───── 出典

五 郎の 入り口に戻る
私は呆然としたままバスに乗る。過去1時間に起こったことは夢ではなかったのか。そう考えると記憶が曖昧だ。どうもあれは単なる妄想だった気がする。この「疑惑」が払拭されたのはそれから数日後,誰かが撮影してくれた壇上の自分の写真を見てからだ。
そんなことは当時の私の知らぬ事。きっとあれは嘘だったんだ。そう思いながらバスに揺られる。まず三沢の中心街を通る。米軍向けと思われるような店とかそうしたものがいくつか見える。バスはことこと走り続ける。そのうち町並みが切れ道の両脇が木立になる。だいぶ走ったと思うが到着する気配がない。
しかし当時の私はそんなことを気にしない。ぼーっとしているからだ。そのうちまっすぐ進んでいたバスがぐいっと曲がった事を感じる。ここが目的地に違いない。

──────────
───── 入力レコード

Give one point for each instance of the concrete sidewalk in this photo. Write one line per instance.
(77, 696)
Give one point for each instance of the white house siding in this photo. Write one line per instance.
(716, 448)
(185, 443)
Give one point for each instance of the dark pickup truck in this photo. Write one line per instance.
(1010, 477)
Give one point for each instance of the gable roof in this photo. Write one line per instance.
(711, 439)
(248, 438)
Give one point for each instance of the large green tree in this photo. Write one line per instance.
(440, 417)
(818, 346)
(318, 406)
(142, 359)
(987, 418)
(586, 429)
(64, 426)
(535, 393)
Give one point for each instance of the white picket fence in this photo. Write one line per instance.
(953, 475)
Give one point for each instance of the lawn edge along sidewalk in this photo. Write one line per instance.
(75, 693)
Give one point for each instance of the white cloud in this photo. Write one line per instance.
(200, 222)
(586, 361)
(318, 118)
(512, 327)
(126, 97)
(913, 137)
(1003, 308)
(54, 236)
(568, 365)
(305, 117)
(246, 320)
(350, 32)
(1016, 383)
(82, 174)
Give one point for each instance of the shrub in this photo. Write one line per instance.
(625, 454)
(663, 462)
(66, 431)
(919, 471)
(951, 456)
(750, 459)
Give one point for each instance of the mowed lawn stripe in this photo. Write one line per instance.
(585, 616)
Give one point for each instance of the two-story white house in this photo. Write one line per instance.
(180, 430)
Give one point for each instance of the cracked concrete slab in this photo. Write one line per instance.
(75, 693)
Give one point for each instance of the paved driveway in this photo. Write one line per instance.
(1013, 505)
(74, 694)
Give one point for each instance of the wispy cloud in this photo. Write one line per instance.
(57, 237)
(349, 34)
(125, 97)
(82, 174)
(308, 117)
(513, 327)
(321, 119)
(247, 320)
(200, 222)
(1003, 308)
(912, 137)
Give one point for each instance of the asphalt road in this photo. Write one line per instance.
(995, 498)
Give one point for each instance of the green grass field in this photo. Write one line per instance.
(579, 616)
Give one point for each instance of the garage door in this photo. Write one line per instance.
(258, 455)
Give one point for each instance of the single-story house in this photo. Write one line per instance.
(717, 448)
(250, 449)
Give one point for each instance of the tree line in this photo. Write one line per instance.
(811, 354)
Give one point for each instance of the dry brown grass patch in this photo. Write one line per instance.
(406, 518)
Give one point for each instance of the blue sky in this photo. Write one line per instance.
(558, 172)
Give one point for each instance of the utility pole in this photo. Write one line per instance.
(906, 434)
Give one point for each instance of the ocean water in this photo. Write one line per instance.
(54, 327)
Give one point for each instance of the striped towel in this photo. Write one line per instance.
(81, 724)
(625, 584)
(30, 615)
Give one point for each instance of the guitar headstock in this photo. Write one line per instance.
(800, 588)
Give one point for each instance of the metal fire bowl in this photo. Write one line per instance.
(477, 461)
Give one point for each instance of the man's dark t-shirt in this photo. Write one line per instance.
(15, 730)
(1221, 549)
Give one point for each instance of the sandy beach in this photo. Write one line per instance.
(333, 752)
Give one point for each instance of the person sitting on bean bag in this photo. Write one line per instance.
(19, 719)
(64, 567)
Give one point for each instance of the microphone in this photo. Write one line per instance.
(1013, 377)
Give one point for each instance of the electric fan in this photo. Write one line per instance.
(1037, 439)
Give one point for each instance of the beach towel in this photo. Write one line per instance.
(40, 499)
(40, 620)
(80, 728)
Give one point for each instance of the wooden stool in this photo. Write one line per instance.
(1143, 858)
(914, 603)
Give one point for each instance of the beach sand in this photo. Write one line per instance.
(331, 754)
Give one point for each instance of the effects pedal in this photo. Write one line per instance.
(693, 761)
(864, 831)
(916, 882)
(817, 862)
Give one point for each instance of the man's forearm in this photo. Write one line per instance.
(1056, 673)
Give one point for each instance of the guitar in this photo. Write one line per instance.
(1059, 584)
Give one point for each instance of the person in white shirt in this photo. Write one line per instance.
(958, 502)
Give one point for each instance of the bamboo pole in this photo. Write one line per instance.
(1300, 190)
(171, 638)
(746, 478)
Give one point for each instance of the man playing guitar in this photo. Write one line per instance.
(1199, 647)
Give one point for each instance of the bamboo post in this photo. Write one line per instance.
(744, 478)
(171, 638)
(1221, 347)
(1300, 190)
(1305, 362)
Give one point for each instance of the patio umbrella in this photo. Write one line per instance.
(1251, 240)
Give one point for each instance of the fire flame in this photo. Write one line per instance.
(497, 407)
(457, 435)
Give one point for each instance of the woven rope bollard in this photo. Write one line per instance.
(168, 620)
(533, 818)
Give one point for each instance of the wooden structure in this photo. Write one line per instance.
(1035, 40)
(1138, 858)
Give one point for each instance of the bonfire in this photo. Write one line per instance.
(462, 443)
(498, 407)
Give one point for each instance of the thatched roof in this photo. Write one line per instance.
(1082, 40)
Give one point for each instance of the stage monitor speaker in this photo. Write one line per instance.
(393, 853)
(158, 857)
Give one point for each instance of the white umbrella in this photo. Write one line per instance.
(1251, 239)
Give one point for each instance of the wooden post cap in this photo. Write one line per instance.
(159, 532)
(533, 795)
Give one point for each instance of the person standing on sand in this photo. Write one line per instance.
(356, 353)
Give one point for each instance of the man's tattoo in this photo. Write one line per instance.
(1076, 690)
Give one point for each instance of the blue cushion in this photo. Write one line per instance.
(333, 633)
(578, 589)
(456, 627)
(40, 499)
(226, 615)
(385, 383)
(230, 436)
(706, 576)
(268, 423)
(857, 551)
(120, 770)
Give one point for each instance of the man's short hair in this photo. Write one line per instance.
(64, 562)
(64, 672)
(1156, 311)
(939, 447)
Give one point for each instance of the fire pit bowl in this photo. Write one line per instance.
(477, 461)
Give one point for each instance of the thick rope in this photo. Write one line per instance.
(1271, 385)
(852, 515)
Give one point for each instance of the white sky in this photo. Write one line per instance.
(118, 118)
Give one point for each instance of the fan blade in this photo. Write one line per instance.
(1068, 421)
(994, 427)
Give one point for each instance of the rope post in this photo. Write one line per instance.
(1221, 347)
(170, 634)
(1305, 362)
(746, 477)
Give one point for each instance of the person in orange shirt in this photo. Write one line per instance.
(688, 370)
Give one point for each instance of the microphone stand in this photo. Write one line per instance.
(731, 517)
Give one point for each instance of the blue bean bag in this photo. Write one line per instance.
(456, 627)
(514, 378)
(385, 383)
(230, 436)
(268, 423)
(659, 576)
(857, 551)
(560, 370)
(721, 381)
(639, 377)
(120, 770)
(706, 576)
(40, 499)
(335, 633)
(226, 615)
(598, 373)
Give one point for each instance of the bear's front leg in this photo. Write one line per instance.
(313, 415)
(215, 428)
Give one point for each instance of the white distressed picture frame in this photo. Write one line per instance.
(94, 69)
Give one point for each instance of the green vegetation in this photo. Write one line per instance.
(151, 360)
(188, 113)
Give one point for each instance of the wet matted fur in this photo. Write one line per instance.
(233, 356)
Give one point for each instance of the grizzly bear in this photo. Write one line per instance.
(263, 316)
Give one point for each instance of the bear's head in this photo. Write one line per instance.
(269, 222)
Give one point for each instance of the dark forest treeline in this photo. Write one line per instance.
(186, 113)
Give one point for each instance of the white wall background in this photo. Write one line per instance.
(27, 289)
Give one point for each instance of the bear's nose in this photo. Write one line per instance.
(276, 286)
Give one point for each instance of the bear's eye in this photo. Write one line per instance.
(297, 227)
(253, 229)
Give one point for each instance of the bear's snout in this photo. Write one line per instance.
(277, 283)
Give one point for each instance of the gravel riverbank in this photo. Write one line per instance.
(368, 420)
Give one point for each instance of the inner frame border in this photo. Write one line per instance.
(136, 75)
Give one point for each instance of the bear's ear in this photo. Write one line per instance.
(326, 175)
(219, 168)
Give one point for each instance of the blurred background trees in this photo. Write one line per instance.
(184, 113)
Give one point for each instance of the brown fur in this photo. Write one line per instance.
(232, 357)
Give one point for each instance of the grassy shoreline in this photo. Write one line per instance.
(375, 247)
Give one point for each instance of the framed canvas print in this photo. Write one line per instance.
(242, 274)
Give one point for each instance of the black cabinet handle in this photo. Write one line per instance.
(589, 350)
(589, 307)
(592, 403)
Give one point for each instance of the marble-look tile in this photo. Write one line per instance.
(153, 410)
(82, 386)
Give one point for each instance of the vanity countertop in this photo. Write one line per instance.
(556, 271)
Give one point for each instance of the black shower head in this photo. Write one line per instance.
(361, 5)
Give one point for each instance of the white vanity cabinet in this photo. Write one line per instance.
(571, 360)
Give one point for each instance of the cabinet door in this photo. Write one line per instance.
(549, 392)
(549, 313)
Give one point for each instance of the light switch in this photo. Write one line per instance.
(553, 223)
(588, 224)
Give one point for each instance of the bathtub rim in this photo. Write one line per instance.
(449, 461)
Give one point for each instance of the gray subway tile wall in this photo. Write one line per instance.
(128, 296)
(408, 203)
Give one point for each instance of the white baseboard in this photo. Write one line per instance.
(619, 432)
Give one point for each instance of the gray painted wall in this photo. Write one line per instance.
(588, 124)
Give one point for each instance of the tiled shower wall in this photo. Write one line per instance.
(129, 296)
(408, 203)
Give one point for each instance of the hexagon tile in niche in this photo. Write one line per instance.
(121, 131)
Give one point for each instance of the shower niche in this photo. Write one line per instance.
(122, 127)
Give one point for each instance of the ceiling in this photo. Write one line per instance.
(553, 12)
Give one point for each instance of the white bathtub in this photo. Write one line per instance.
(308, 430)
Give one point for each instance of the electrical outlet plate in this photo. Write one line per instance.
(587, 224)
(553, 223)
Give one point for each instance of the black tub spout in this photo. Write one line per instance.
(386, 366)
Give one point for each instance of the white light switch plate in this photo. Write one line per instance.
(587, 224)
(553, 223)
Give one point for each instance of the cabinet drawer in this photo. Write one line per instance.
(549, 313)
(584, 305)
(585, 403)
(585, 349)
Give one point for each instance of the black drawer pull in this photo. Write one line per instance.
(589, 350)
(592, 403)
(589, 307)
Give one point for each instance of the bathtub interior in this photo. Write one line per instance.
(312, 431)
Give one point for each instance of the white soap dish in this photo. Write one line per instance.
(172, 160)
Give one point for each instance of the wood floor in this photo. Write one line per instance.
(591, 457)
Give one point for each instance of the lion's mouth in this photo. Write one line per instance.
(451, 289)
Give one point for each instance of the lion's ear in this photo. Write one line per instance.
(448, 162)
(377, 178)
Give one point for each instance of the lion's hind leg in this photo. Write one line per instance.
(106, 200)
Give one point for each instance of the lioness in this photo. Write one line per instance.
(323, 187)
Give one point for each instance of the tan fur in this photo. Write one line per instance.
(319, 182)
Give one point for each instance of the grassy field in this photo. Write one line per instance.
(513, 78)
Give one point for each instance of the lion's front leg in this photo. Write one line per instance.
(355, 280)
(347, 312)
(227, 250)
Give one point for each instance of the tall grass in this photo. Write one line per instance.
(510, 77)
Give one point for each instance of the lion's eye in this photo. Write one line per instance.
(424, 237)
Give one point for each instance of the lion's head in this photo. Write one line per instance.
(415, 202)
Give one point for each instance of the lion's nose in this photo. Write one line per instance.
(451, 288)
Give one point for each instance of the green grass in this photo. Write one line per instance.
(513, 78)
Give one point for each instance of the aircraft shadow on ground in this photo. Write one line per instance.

──────────

■ 指示事項 ■
1) レコードの中から文字列「rope」を含む行をすべて探し出し、それぞれの行を書き写してください。
2) 三沢でバスに揺られる場面を描いた文章を、最後の文の後から書き継いでください。
この文章とレコードの間には、何の関連もありません。

■ 解答 ■
1)
Give one point for each instance of the woven rope bollard in this photo. Write one line per instance.
Give one point for each instance of the thick rope in this photo. Write one line per instance.
Give one point for each instance of the rope post in this photo. Write one line per instance.

2)
というわけで三沢航空博物館に到着である。ものすごくでかい。想像以上にでかい。そして寒い。さらに困ったことに入り口がどこかわからない。しかし寒いので、のんびり確認している暇はない。「多分こちらだろう」という方向に歩いて行く。珍しいことに勘があたった。中にはいると暖気が流れてくる。やれ助かった。入り口から券売機が置いてある場所までにはかなり距離がある。あたりの様子をうかがいながら歩いて行く。荷物をロッカーに預け券を買う。ありがたい事にロッカーはお金が戻ってくるタイプのものだ。中にはいるといきなりこの飛行機と対面する。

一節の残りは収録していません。